AUFGABE 1:
Beantworten Sie anhand des Interviews mit Depeche Mode die folgenden Fragen:
(a) Wie lange gab es laut Martin Gore sehr wenig Bewegung und sehr viel Stillstand?
(b) Seit wann singt Dave Gahan nach eigener Aussage jeden Tag?
(c) Wie heißt das Soloalbum, das Dave Gahan 2021 veröffentlichte?
AUFGABE 2:
Geben Sie den Abschnitt des Interviews mit Depeche Mode von „MARTIN GORE: Ich“ bis „ein neues Depeche-Mode-Album.“ wortgetreu wieder.

ÜBUNGSTEXT:
((
MARTIN GORE: Ich habe tatsächlich ein bisschen gebraucht, bis ich mich wieder an den ungewohnten Stress gewöhnt hatte, aber jetzt geht es allmählich ganz gut. Die letzten zweieinhalb Jahre gab es sehr wenig Bewegung und sehr viel Stillstand, das steckt mir noch in den Knochen – wörtlich und im übertragenen Sinne. Die Welt erscheint mir gerade noch wie ein großer, furchteinflößender Ort.
DAVE GAHAN: Wenn du wieder als Depeche Mode in Erscheinung trittst, musst du vorbereitet sein, körperlich und mental. Ich habe schon Mitte 2022 angefangen, jeden Tag zu singen und meine Übungen zu machen. Ausdauer, Kraft, Beweglichkeit, ich lerne meinen Körper gerade ganz neu kennen.
Dave, Sie hatten angeblich zunächst gar keine große Lust auf ein neues Depeche-Mode-Album.
Gahan: Das ist richtig. Ich fühlte mich ganz wohl mit meinem Leben und meinem vergleichsweise kleinen "Imposter"-Soloalbum 2021. Ich war mir nicht sicher, ob ich wirklich ein weiteres Album, eine weitere Tour in mir spürte. Ich hatte einen Hänger, was Depeche betraf. Glücklicherweise verflogen meine Bedenken nach und nach. Vor allem, nachdem ich Martins Songs gehört hatte und auch mir selbst wieder mit "Speak To Me" und "Before We Drown" ein paar gute Nummern eingefallen waren.
))
ÜBUNGSDATEN:
((
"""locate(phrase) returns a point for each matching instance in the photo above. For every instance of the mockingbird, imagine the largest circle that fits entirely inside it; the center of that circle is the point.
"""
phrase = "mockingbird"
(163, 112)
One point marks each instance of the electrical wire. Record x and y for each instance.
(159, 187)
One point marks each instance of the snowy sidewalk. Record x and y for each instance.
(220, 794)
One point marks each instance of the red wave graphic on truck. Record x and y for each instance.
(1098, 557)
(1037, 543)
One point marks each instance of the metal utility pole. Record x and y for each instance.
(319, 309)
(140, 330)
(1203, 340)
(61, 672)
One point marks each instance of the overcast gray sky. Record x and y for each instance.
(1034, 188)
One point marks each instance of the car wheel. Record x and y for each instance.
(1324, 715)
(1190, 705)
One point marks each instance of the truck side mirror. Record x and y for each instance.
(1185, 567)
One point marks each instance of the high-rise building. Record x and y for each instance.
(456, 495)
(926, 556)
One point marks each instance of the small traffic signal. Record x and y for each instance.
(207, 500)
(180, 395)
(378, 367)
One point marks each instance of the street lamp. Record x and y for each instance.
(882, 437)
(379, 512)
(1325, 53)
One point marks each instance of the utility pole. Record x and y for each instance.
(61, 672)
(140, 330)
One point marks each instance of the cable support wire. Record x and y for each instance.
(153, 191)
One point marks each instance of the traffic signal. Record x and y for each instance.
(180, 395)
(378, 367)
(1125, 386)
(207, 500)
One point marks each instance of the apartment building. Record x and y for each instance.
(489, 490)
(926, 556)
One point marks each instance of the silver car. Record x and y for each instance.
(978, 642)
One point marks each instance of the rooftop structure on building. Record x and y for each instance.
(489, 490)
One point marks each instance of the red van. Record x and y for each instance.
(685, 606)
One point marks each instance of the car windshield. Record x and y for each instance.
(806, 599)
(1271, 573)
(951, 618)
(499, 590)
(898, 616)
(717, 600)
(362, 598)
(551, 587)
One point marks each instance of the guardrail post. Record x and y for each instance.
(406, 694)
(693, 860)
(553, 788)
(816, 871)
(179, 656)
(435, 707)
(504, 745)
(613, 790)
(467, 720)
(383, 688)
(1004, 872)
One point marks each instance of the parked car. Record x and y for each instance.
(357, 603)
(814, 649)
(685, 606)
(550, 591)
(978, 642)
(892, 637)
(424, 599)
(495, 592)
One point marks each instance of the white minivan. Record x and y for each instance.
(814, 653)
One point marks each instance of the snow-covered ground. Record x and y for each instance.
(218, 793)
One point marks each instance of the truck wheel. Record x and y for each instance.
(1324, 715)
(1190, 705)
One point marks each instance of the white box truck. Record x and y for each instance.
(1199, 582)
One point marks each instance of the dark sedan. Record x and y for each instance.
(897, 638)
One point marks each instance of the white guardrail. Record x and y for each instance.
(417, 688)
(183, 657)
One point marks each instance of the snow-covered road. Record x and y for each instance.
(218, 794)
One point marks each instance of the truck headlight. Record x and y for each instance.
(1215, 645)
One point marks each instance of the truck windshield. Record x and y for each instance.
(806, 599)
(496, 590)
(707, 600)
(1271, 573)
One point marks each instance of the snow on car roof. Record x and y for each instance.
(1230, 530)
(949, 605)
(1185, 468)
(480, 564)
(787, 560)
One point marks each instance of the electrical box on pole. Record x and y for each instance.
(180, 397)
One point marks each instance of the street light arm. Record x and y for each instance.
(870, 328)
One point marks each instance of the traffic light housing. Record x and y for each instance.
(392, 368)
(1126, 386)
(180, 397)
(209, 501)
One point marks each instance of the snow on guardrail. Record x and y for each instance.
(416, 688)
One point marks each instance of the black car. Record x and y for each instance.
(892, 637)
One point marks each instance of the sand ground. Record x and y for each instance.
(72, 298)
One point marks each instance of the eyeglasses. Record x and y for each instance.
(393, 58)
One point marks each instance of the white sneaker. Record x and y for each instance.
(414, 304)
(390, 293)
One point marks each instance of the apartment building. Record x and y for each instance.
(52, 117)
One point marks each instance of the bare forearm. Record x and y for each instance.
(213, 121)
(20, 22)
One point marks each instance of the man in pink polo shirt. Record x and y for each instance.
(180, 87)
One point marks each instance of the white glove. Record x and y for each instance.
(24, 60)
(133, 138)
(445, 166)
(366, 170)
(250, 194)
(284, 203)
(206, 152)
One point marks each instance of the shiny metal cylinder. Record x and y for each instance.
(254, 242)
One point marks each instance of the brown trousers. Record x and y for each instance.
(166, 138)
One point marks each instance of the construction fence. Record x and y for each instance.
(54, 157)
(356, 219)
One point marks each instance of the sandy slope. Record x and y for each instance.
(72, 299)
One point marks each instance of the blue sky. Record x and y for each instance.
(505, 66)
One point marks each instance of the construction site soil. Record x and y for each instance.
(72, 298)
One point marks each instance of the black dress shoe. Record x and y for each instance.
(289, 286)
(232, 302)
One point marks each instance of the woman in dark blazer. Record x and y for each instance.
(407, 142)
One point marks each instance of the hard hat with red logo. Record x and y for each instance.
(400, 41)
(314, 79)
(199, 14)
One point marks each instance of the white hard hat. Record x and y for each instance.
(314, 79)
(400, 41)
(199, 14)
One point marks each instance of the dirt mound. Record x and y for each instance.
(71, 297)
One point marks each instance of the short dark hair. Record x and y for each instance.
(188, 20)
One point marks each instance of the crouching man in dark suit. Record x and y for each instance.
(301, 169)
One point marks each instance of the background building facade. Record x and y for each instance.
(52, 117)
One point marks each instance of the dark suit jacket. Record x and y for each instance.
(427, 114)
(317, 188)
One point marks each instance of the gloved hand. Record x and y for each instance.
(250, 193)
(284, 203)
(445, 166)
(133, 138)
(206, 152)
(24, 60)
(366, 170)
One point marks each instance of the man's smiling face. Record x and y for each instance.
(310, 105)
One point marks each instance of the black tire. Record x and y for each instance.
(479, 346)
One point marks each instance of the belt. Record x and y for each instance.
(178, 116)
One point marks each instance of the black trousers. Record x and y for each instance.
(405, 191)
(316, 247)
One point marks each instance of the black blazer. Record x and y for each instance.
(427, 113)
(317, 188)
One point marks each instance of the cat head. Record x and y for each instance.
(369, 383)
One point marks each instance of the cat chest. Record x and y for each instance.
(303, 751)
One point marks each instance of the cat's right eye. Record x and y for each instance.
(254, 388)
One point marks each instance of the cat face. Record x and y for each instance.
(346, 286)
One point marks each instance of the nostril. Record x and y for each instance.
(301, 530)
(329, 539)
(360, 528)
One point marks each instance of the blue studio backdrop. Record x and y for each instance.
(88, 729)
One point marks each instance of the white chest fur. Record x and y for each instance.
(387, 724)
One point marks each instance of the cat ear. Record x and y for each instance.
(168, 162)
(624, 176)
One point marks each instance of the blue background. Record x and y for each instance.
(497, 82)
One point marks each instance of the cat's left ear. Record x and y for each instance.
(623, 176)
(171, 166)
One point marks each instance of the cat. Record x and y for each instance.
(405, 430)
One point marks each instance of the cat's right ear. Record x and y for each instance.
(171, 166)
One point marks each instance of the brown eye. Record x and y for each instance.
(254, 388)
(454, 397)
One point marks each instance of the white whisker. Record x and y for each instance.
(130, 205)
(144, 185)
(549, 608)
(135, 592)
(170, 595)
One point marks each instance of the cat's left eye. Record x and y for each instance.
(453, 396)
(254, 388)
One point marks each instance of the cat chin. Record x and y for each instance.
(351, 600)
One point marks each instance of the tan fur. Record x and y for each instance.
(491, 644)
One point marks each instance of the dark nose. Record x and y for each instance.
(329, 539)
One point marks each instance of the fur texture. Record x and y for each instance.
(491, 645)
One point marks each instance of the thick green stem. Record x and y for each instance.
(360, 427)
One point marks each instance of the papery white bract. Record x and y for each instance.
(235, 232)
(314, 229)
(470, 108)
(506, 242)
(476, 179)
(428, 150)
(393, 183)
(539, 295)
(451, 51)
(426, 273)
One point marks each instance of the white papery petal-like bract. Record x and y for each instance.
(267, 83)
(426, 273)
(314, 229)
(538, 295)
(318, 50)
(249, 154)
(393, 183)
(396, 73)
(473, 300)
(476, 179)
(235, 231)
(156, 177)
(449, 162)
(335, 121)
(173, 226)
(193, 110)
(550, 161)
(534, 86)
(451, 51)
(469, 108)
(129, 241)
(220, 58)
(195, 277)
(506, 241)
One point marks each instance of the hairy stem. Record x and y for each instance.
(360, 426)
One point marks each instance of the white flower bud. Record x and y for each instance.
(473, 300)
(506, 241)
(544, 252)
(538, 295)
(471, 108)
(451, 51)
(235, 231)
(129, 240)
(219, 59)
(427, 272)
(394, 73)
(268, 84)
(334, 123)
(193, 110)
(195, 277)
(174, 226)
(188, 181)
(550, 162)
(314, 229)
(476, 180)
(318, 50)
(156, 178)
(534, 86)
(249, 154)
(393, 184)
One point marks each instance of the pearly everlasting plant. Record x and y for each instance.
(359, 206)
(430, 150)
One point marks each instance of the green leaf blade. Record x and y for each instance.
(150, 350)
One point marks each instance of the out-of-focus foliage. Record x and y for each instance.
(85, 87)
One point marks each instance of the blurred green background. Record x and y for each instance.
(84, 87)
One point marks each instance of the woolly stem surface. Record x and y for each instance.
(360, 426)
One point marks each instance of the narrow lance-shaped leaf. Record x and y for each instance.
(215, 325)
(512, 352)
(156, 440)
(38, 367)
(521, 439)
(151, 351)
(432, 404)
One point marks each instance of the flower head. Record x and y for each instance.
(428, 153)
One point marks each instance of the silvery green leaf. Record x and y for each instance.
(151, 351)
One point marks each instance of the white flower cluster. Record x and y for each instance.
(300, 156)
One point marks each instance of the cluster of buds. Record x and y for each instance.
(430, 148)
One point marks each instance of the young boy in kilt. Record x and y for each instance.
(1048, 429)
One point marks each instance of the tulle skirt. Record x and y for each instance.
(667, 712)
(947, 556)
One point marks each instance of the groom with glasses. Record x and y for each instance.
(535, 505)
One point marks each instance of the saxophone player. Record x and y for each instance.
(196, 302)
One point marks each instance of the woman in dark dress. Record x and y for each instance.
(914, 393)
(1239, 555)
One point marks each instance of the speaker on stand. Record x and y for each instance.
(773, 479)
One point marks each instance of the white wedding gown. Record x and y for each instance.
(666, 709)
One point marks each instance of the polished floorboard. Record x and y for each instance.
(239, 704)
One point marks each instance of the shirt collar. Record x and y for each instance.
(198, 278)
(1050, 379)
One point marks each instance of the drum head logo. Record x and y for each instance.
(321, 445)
))
LÖSUNGSFELD 1:
(a) Die letzten zweieinhalb Jahre.
(b) Seit Mitte 2022.
(c) „Imposter“.

LÖSUNGSFELD 2:
MARTIN GORE: Ich habe tatsächlich ein bisschen gebraucht, bis ich mich wieder an den ungewohnten Stress gewöhnt hatte, aber jetzt geht es allmählich ganz gut. Die letzten zweieinhalb Jahre gab es sehr wenig Bewegung und sehr viel Stillstand, das steckt mir noch in den Knochen – wörtlich und im übertragenen Sinne. Die Welt erscheint mir gerade noch wie ein großer, furchteinflößender Ort.
DAVE GAHAN: Wenn du wieder als Depeche Mode in Erscheinung trittst, musst du vorbereitet sein, körperlich und mental. Ich habe schon Mitte 2022 angefangen, jeden Tag zu singen und meine Übungen zu machen. Ausdauer, Kraft, Beweglichkeit, ich lerne meinen Körper gerade ganz neu kennen.
Dave, Sie hatten angeblich zunächst gar keine große Lust auf ein neues Depeche-Mode-Album.